» YOUR OBJECTIVE:
Please pull out every line of the records below that contains the word "denim", and copy each one.

» MATERIALS PROVIDED:
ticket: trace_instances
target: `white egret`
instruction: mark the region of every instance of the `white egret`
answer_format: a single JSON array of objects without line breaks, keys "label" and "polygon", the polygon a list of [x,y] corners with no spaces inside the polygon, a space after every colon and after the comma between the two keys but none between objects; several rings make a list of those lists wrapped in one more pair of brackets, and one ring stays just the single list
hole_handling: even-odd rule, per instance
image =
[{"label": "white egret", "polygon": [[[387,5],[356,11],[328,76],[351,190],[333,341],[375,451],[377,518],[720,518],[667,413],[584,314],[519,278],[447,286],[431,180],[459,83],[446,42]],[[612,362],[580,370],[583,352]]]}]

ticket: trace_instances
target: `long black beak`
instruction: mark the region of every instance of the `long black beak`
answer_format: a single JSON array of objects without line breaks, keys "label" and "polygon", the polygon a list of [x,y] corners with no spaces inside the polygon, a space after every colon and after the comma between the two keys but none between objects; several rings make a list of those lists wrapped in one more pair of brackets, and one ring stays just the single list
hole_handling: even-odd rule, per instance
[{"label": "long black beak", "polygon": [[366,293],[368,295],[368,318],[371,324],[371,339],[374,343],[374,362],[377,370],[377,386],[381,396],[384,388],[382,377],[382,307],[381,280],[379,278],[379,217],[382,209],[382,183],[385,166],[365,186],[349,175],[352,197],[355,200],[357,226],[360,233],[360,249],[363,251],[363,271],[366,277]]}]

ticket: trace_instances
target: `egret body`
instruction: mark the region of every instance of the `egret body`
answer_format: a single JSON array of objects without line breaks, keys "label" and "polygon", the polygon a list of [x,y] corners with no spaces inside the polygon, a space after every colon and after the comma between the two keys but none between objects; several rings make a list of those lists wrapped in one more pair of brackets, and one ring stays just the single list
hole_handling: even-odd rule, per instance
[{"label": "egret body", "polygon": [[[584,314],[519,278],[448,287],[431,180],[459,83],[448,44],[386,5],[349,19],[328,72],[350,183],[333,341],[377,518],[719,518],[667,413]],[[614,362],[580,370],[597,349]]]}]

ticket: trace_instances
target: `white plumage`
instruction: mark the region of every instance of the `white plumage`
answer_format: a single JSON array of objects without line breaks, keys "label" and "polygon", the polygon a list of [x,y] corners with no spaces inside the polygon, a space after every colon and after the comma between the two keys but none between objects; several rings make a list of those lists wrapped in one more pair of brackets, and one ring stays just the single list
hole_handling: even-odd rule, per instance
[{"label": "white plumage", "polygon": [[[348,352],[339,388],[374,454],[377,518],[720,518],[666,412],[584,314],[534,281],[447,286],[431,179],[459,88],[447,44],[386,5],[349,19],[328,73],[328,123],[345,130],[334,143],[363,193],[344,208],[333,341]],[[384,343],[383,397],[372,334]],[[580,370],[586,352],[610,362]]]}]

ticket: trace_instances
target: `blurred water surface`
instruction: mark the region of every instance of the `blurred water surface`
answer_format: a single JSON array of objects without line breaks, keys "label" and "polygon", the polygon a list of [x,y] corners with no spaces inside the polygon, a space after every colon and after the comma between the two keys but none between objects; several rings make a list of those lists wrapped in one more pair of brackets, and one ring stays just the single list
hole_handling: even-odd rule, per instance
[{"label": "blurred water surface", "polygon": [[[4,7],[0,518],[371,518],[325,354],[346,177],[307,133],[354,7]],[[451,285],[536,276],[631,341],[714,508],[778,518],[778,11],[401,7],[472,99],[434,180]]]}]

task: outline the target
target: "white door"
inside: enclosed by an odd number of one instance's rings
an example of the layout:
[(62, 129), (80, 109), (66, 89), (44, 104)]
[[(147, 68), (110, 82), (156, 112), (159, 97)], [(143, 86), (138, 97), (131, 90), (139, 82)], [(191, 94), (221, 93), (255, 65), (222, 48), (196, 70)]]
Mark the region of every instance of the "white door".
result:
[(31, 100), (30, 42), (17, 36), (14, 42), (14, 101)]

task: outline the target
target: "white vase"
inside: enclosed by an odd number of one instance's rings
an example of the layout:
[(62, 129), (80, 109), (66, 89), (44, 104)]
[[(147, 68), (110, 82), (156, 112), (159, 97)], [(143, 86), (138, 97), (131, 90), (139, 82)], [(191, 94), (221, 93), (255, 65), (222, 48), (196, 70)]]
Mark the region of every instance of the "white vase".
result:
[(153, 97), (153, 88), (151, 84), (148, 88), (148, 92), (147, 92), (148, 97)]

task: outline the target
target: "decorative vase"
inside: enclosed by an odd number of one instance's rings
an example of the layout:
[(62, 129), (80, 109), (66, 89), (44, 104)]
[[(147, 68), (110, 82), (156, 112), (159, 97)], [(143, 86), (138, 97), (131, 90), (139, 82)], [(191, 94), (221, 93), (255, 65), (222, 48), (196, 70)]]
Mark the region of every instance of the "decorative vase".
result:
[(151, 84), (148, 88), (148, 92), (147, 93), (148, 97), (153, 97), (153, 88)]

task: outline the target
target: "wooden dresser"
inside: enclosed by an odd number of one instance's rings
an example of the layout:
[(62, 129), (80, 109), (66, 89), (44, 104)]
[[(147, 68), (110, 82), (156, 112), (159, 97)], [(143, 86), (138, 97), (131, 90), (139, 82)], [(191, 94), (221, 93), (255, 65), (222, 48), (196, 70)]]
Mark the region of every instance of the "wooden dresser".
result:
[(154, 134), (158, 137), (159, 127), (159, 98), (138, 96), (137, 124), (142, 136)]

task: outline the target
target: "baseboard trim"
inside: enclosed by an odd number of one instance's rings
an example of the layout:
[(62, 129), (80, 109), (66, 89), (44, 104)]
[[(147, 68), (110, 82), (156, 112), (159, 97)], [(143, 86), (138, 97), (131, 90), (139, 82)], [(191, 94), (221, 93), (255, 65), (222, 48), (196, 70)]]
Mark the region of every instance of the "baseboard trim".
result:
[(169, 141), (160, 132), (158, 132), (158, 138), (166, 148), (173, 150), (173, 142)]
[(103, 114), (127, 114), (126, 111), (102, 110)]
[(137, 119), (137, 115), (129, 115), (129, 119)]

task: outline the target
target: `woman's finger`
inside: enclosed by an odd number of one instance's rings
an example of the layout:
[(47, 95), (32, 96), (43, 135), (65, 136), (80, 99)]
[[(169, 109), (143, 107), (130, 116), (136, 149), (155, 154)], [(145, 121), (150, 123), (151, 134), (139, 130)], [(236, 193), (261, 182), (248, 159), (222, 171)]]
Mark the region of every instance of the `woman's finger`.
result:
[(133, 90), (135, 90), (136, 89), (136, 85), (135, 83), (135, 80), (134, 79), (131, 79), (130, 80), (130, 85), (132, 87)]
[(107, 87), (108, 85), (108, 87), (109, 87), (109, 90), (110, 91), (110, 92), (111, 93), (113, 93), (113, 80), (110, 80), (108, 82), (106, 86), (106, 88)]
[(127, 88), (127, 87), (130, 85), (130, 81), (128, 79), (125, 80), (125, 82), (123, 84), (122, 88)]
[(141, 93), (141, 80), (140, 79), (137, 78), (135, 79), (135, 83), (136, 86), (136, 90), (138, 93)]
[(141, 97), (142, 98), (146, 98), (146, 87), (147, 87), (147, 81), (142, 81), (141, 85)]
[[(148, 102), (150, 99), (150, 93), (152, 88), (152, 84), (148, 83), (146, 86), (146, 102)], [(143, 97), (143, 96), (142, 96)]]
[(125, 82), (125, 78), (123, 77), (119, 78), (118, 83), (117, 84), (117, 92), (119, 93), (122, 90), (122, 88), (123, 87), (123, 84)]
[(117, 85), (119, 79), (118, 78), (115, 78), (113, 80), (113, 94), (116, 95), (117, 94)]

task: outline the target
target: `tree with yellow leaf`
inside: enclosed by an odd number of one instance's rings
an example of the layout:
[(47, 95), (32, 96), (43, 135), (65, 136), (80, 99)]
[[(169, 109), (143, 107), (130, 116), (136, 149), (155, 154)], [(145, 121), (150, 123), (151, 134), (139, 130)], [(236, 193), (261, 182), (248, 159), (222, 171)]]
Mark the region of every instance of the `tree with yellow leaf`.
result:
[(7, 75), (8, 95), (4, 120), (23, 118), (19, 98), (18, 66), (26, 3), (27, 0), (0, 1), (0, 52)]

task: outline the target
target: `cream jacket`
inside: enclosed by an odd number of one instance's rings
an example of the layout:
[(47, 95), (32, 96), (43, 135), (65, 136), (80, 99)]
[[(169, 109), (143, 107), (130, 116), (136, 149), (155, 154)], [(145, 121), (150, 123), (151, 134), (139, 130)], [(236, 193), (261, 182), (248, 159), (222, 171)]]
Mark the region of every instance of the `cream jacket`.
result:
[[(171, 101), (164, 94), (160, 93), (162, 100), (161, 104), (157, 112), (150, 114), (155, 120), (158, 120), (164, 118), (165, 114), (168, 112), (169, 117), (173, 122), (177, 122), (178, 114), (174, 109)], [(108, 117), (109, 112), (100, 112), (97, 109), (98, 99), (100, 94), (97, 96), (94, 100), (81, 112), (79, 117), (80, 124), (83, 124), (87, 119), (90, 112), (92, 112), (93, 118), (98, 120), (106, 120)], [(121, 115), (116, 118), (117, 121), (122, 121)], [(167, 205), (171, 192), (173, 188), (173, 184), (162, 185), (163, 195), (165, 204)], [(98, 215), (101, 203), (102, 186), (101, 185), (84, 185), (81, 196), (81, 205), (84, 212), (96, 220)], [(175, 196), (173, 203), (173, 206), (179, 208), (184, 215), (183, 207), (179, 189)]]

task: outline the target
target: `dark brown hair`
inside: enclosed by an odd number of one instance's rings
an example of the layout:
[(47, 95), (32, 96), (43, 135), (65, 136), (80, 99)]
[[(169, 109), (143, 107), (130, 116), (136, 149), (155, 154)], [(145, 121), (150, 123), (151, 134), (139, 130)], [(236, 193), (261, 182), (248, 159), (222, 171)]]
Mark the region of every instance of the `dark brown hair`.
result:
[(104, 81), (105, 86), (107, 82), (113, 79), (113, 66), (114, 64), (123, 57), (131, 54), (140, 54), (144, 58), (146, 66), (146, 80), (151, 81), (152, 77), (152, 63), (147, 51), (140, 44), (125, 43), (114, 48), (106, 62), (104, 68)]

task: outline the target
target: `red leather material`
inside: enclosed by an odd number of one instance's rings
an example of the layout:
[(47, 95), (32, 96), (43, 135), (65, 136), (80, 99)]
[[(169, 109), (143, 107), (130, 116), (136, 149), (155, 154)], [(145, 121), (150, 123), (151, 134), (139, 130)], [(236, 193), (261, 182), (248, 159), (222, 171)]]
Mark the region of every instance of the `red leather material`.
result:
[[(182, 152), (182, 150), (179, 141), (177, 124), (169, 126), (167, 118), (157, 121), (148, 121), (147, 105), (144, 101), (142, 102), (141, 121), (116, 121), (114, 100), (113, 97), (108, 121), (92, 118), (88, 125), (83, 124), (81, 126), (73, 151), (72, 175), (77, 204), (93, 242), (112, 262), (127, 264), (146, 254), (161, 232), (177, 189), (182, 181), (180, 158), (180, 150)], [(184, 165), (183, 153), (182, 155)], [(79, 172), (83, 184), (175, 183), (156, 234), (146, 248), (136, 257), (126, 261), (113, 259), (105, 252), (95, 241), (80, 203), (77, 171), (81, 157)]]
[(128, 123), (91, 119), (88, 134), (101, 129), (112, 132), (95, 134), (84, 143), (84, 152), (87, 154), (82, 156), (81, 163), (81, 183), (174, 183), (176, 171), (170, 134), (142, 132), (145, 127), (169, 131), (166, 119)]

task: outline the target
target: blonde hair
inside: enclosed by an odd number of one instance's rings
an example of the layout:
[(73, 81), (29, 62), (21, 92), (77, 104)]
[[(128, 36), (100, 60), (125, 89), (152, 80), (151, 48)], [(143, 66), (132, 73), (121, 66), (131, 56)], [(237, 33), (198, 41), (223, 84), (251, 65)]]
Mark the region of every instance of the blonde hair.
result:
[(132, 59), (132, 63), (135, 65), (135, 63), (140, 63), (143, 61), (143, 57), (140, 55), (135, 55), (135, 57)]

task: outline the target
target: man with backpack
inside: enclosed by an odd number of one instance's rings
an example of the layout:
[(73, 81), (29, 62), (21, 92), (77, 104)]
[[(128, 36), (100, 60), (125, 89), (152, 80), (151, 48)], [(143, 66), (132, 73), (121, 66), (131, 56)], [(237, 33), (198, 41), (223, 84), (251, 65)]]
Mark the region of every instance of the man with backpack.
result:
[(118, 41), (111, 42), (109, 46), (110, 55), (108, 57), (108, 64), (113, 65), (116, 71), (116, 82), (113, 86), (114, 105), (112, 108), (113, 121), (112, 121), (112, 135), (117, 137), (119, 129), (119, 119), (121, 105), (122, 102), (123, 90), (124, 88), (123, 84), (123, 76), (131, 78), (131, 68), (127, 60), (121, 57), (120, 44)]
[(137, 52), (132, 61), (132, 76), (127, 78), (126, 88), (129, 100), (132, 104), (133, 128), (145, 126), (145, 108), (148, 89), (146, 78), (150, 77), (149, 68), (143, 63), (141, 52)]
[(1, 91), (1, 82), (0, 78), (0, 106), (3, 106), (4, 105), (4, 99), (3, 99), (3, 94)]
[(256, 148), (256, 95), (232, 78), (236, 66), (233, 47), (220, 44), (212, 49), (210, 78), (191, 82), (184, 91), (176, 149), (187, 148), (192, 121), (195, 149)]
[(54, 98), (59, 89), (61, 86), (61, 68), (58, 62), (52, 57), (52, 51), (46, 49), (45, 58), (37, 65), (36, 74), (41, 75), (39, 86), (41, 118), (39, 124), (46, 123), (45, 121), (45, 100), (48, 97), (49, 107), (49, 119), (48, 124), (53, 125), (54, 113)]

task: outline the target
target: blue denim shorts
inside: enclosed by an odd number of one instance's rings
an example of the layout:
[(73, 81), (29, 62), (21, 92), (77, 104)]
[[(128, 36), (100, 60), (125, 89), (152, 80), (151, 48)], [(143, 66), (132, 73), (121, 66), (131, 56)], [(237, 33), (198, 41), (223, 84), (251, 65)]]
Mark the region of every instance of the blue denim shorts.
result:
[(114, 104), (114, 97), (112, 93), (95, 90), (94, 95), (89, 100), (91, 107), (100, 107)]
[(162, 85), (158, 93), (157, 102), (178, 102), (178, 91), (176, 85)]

» RESULT BELOW:
target: blue denim shorts
Mark the region of every instance of the blue denim shorts.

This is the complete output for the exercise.